• [What the task requires]:
Set down the lines of the records below exactly as they appear, between the lines holding "Tag every instance of the red heart" and "pixel 115 282", inclusive.

○ ○ ○

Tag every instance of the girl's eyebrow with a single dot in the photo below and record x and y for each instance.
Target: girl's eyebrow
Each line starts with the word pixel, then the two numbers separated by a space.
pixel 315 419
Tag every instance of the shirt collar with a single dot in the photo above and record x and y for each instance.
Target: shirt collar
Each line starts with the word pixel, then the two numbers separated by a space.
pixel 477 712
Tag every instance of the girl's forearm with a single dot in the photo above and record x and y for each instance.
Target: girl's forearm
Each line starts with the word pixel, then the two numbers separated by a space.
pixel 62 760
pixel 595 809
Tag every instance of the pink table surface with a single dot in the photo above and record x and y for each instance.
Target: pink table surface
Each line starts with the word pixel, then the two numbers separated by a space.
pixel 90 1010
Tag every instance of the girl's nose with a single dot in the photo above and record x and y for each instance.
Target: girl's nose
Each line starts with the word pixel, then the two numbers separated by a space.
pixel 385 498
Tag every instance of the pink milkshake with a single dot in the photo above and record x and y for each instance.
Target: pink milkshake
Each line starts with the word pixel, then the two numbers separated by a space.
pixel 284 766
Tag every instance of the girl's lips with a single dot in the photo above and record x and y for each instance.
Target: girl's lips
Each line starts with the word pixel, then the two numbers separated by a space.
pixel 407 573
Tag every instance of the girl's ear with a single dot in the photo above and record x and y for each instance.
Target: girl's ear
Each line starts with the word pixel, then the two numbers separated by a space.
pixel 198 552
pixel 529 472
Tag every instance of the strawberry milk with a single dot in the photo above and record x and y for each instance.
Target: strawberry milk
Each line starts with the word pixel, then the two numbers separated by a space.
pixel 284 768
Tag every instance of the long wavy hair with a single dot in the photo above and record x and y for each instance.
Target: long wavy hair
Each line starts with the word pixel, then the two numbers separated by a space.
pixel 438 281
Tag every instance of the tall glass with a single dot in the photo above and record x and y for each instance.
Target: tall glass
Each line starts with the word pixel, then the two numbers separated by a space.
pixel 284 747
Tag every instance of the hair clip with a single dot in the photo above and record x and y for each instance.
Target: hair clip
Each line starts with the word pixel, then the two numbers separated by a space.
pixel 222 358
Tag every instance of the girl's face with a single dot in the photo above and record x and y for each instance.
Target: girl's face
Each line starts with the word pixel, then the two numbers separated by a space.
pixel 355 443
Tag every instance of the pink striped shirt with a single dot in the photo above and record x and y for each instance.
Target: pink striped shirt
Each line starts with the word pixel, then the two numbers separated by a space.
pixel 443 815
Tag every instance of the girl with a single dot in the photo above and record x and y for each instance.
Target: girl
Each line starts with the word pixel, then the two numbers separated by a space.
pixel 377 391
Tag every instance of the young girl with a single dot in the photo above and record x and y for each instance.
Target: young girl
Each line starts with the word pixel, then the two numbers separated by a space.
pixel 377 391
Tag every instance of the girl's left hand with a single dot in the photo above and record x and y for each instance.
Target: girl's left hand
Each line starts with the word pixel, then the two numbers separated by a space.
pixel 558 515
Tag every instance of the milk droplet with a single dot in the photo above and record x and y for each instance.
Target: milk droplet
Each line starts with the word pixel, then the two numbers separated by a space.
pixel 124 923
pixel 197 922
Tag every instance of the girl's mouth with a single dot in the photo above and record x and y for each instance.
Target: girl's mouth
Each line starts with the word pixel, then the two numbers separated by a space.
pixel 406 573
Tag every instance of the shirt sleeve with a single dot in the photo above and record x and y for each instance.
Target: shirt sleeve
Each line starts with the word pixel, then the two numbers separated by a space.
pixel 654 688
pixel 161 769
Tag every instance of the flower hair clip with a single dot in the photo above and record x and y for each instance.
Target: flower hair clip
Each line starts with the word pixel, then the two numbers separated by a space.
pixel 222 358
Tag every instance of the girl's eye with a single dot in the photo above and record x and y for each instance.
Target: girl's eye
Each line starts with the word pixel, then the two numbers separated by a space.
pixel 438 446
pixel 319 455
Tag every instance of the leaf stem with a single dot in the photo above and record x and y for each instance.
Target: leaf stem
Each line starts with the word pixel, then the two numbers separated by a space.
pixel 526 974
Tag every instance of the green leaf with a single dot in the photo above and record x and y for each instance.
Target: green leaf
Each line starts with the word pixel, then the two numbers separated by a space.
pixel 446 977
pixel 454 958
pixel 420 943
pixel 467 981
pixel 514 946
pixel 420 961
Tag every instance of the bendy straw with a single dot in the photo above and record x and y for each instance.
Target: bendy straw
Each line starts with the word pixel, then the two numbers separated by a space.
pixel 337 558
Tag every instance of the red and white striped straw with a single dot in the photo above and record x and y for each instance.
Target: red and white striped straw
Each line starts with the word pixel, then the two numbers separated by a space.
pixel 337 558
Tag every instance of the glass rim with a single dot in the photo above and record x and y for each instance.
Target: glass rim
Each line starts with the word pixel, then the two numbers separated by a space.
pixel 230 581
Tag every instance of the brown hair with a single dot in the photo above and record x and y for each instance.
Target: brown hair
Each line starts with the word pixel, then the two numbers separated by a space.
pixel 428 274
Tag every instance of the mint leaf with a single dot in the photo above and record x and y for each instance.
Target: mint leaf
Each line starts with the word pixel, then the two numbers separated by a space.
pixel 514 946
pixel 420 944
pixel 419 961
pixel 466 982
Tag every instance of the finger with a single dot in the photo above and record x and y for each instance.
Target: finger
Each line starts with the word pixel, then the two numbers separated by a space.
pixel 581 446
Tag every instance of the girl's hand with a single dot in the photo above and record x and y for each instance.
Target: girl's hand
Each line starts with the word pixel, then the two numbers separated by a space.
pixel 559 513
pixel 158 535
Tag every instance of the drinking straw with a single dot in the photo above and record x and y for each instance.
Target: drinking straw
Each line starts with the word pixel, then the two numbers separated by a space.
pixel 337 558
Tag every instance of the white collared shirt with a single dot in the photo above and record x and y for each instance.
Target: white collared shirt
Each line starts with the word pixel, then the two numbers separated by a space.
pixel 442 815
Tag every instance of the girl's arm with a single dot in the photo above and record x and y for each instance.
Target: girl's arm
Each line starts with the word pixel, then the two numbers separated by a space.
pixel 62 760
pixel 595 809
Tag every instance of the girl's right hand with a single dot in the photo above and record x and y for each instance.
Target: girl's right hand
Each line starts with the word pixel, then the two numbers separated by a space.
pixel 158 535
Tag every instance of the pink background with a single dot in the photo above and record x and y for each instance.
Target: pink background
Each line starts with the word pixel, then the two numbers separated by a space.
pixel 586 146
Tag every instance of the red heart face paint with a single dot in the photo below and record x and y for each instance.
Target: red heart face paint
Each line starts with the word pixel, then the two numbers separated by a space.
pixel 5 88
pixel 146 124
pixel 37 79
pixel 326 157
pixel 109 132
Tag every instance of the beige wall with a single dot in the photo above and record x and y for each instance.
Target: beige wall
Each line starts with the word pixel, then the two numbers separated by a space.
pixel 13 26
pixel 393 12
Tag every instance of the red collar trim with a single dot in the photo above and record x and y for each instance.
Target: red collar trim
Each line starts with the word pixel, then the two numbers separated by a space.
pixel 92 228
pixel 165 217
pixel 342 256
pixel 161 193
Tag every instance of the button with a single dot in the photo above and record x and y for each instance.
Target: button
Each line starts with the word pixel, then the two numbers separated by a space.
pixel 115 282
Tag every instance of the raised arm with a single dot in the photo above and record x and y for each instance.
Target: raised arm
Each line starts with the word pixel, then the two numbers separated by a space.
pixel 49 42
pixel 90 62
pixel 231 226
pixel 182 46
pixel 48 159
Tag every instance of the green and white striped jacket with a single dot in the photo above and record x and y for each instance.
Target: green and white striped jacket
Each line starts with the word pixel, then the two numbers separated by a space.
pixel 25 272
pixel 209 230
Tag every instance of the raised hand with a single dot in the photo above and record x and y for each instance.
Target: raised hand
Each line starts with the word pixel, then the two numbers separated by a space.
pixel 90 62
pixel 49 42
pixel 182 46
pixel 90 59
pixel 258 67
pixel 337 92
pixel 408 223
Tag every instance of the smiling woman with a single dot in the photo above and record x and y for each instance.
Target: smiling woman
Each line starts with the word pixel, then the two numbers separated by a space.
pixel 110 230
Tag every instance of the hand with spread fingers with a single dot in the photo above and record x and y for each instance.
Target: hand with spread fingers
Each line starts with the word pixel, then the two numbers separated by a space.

○ ○ ○

• [Solution for this exercise]:
Tag every instance of the red heart face paint with a single dot in the photo below and record x and y for each instance.
Target: red heart face paint
Each line starts with the word pixel, then the two numbers separated by a space.
pixel 5 88
pixel 146 124
pixel 37 79
pixel 326 157
pixel 109 132
Tag every instance of the beige wall with a single dot in the photo above and record x and y for each instance.
Target: beige wall
Each line starts with the word pixel, then the two numbers separated by a space.
pixel 13 26
pixel 393 12
Tag every instance of the red collar trim with a single dot in the photo above and record x and y for each instance.
Target: red collar trim
Each line starts with the word pixel, then the two numbers separated by a space.
pixel 92 228
pixel 165 217
pixel 342 256
pixel 161 193
Tag every instance of the button with a single dot in the photo above and record x and y for each instance.
Target: button
Each line starts with the word pixel, then the two numbers separated by a space.
pixel 115 282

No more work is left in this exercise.